═════ PROVIDED RECORDS
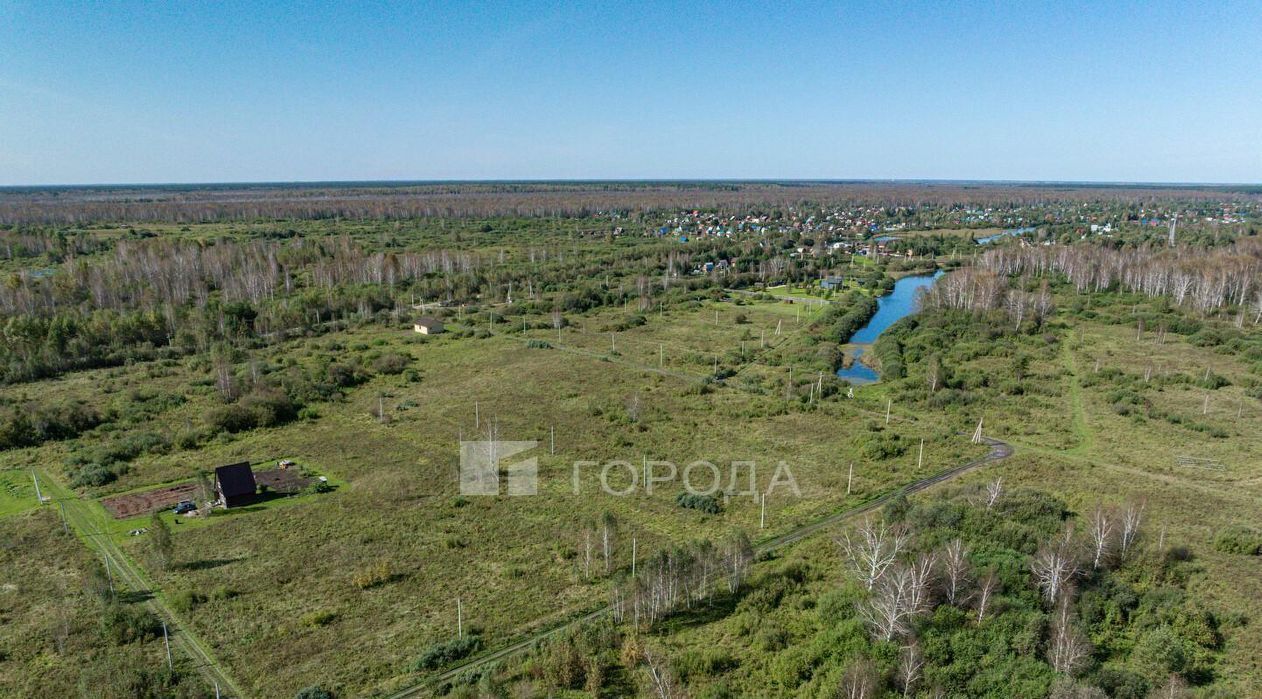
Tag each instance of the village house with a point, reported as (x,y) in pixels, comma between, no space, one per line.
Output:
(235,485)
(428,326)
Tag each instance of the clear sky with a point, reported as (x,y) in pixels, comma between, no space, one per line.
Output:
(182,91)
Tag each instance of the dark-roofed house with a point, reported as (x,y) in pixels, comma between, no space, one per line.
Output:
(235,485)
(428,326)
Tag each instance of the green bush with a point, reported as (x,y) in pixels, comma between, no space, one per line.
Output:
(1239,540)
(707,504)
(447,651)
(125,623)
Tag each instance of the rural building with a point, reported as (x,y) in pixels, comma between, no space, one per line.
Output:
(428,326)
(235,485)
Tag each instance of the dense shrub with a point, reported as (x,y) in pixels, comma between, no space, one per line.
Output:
══════════
### [TASK PROMPT]
Please copy all of the rows above with "Tag each instance" swapped for "Mark every instance" everywhere it appears, leaving everything else untouched and omitting the pictures.

### [THE RESPONSE]
Mark every instance of the village house with a point, reported as (x,y) in pixels, comma between, no space, one per line.
Output:
(235,485)
(428,326)
Mark every instance of the clear sky with a point, reported as (x,y) in pixels, comma between, no space, one per line.
Output:
(182,91)
Mark every instance of the dark-roofed house with a point, reported as (x,y) in pixels, comma between, no space, one per line.
Output:
(235,485)
(428,326)
Mark every instance of the green bush with a point, reported as (x,y) in pixels, comma between, no space, one per line.
Output:
(1239,540)
(707,504)
(447,651)
(125,623)
Mark every instance of the rural building with a point, reported as (x,y) in pixels, comma between, no space, one per line.
Output:
(428,326)
(235,485)
Mark every instance of the dense shrub with a point, reported as (x,y) in pixels, comma between, no space, one per line.
Output:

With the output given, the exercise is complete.